Jazz live
Publié le 20 Août 2018

Guéthary: Paul Lay à un train d’enfer

Un festival de musique classique le week end de l'Assomption sur la Côte Basque organisé par un pianiste et sa famille installée à demeure. Des concerts sur une place de mairie ou carrément dans l' église.du village. Au milieu du programme vient se greffer un trio de jazz un peu singulier drivé par un autre pianiste issu du même département, mais dans sa partie béarnaise: Paul Lay.

Paul Lay, de profil, bien élégant dans sa veste cintrée, annonce très sérieux le morceau qui vient « Nous allons vous jouer une chanson de Nina Simone intitulée Go to hell «  Derrière lui se tient l’autel de l’église basque. Là bas tout au fond, se dessine l’ombre d’une grande croix… En cette nuit de lendemain d’Assomption le jazz se trouve inscrit à la croisée des chemins. Entre paradis et enfer.

Paul Lay (p), Simon Taileu (b), Isabelle Sörling (voc, elec)

Eglise de Guéthary (64210), 17 aout

 

Paul Lay, l’élégance au clavier

Le répertoire du concert plonge dans les chansons “folkloriques” américaines fin XIX e début XXe. Simple effet du moment ou résonance particulière des pierres de l’église du village basque étagée de galeries traditionnelles en bois verni abritant aux étages les hommes, les femmes occupant elles le parterre durant l’office ? En ce début de concert (Southern soldier boy) la voix d’Isabelle Sörling, vissée dans les aigües domine l’espace sonore sur l’ensemble du transept. Puis elle se fait plus discrète en decrescendo suite à un duo d’échange piano/basse. Le jeu du pianiste orthézien -qui joue ce soir en présence de ses parents et de sa grand mère à qui il dédiera un thème- se resserre alors au centre du clavier, très dense autour de chromatismes, d’accords frappés. Marque vivante d’un piano d’expression très physique. Musique en diffusion d’énergie ainsi libérée forte de  l’appui de la basse traitée façon «  bois brut » par le savoir faire de Simon Tailleu (Maple leaf rag)

_Consignes:_
• a. D'après le compte rendu du concert de Paul Lay à Guéthary, quelle chanson de Nina Simone le pianiste annonce-t-il ?
• b. Reprenez le compte rendu du concert de Paul Lay à Guéthary à la suite de sa dernière phrase.
Les entrées ne jouent aucun rôle dans ce travail.

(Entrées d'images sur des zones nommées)

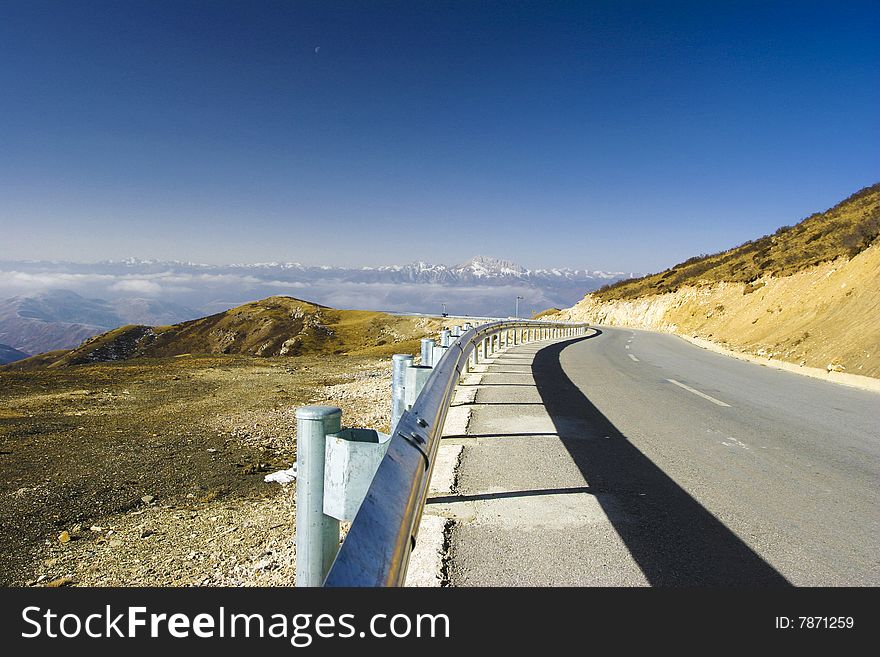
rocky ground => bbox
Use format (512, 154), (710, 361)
(0, 355), (390, 586)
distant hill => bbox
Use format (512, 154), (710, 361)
(7, 296), (440, 368)
(0, 290), (197, 354)
(0, 256), (633, 320)
(0, 344), (29, 365)
(593, 183), (880, 301)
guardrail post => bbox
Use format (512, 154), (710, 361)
(422, 338), (434, 367)
(296, 406), (342, 586)
(391, 354), (413, 434)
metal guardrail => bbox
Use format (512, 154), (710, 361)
(320, 320), (587, 587)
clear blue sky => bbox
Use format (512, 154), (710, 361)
(0, 0), (880, 271)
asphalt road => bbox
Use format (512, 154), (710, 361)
(444, 328), (880, 586)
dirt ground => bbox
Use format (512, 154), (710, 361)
(0, 356), (390, 586)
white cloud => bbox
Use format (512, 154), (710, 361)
(110, 278), (162, 297)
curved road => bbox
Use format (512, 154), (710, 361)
(440, 328), (880, 586)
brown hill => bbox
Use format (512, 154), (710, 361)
(593, 183), (880, 301)
(8, 296), (440, 369)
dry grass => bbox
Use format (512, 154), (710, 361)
(6, 296), (441, 370)
(593, 183), (880, 301)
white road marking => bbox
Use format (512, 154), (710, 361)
(666, 379), (730, 408)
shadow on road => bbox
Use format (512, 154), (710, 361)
(532, 334), (789, 586)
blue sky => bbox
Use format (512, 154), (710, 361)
(0, 0), (880, 271)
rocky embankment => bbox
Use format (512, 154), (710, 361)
(557, 244), (880, 377)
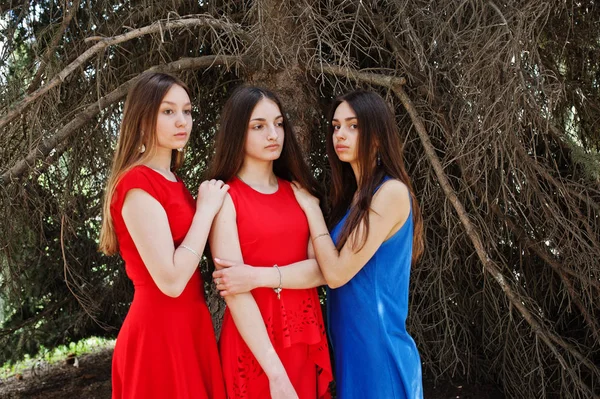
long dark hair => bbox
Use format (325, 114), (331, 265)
(326, 90), (423, 263)
(99, 72), (191, 255)
(207, 86), (320, 198)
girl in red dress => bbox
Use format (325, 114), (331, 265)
(209, 87), (332, 399)
(100, 73), (228, 399)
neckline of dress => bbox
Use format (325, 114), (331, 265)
(140, 164), (180, 183)
(235, 175), (281, 196)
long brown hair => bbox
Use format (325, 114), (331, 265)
(207, 86), (320, 198)
(99, 72), (191, 255)
(326, 90), (423, 263)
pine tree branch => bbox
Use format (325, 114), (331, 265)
(317, 66), (600, 398)
(0, 55), (240, 185)
(27, 0), (79, 94)
(0, 17), (244, 130)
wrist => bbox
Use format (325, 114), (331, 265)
(254, 266), (279, 288)
(263, 349), (287, 381)
(194, 203), (217, 220)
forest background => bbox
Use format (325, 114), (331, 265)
(0, 0), (600, 398)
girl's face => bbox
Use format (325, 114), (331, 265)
(156, 85), (192, 150)
(331, 101), (359, 163)
(244, 98), (285, 161)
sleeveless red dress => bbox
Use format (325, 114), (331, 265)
(111, 166), (225, 399)
(219, 178), (333, 399)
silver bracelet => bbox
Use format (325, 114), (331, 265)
(179, 244), (202, 261)
(273, 265), (283, 299)
(312, 233), (329, 242)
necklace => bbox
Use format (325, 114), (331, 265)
(235, 174), (279, 194)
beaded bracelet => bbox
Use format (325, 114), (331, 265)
(273, 265), (283, 299)
(180, 244), (202, 261)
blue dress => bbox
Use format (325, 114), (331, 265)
(327, 177), (423, 399)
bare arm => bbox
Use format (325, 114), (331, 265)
(293, 180), (410, 288)
(213, 241), (325, 296)
(121, 182), (229, 297)
(209, 195), (297, 397)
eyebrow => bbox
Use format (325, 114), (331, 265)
(250, 115), (283, 122)
(161, 101), (192, 106)
(331, 116), (358, 122)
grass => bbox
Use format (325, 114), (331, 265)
(0, 337), (115, 378)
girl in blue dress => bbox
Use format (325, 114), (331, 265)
(294, 90), (423, 399)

_Corrigé:_
• a. Il annonce la chanson intitulée Go to hell.

• b.
 

Simopn Tailleu, Isabelle Sörling

Montent alors dans la nef une sorte de complainte, les volutes d’un hymne pet-être, composé à partir d’un poème d’un officier anglais tué au front à Verdun à l’âge de dix sept ans. Sur des accords de piano ancrés dans les graves, la voix revient, légère cette fois, fluide , haute toujours, aérienne comme apte à trancher par les vibrations émises le silence habituel du lieu.

 

Isabelle Sörling, voix ascendante

 

Quelle que soit la tonalité, décidément en ce décor la voix d’Isabelle Sõrling cadre avec le lieu répercutée en une sorte d’écho naturel. Le public un peu réservé, un peu froid de prime abord pour recevoir cet épisode de musique habitée par l’improvisation plus qu’un mode jazz stricto sensu -est-ce le fait brut de l’intitulé Festival Classique à Guéthary ?- l’audience donc, embarquée dans l’élan, le climat intense créé via voix et instruments conjugués, se laisse prendre au jeu. Y participe directement même, battements de mains, applaudissements fournis et cris d’enthousiasme à l’appui. La chanson de Nina Simone, le rythme binaire de Deep River interprété façon gospel pur jus au final déclenche  l’enthousiasme. Paul Lay, son brio communicatif sur l’instrument,  puis le trio tout entier enfin, viennent de  faire à l’instant de l’impro jazz une parole d’Evangile.

 

Paul Lay « Go to Hell »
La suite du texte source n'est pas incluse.